* SOURCE DOCUMENT
↓

If you’ve been around Downtown Langley lately, you’ll have noticed that there is a proliferation of pharmacies. In the last several months a Shoppers Drug Mart, Pharmasave, and IDA have opened or will be opening shortly in Downtown Langley. It is almost to the point where you could walk blindfolded and end up in a pharmacy.
Langley City has a larger than average seniors population and also a larger than average population of people who live on lower incomes. Even with a large population of seniors, I found it a bit odd that Downtown Langley could support so many pharmacies. It turns out that filling prescription may not be the primary profit generator for these pharmacies.
Langley City Council received a letter from the Downtown Langley Business Association expressing concerns about the recent influx of pharmacies in the area.
Many downtown businesses have witnessed the dispensing of methadone in some of these pharmacies, and we believe this is one of the main reasons for this increase. While we acknowledge the need for methadone maintenance treatment services offered in the community, the concentration of these pharmacies in the downtown present several concerns to us including:
-Becoming a hub for methadone treatment from other communities
-Increased loitering and impact on neighboring business
-Increased homeless population and illegal drug activity
The Downtown Langley Business Association would like City Council to consider taking actions to regulate pharmacies in the area.
One of the things City Council could do is prevent further pharmacies from opening in Downtown Langley, but they couldn’t prevent current pharmacies from operating.

↑

* MATERIAL PROVIDED
↓

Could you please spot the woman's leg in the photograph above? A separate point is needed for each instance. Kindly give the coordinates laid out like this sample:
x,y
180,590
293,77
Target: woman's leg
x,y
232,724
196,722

↑

* ACTIVITY A
In the text on Downtown Langley pharmacies, which three pharmacies have opened or will soon open there?
* ACTIVITY B
In the text on Downtown Langley pharmacies, rewrite the paragraph beginning "Langley City has a larger than average" more briefly, keeping its main facts.

* RESPONSE AREA A
Shoppers Drug Mart, Pharmasave, and IDA.

* RESPONSE AREA B
Langley City has more seniors and more lower-income residents than average. Even so, the writer found it odd that Downtown Langley could support so many pharmacies. Filling prescriptions may not be their main source of profit.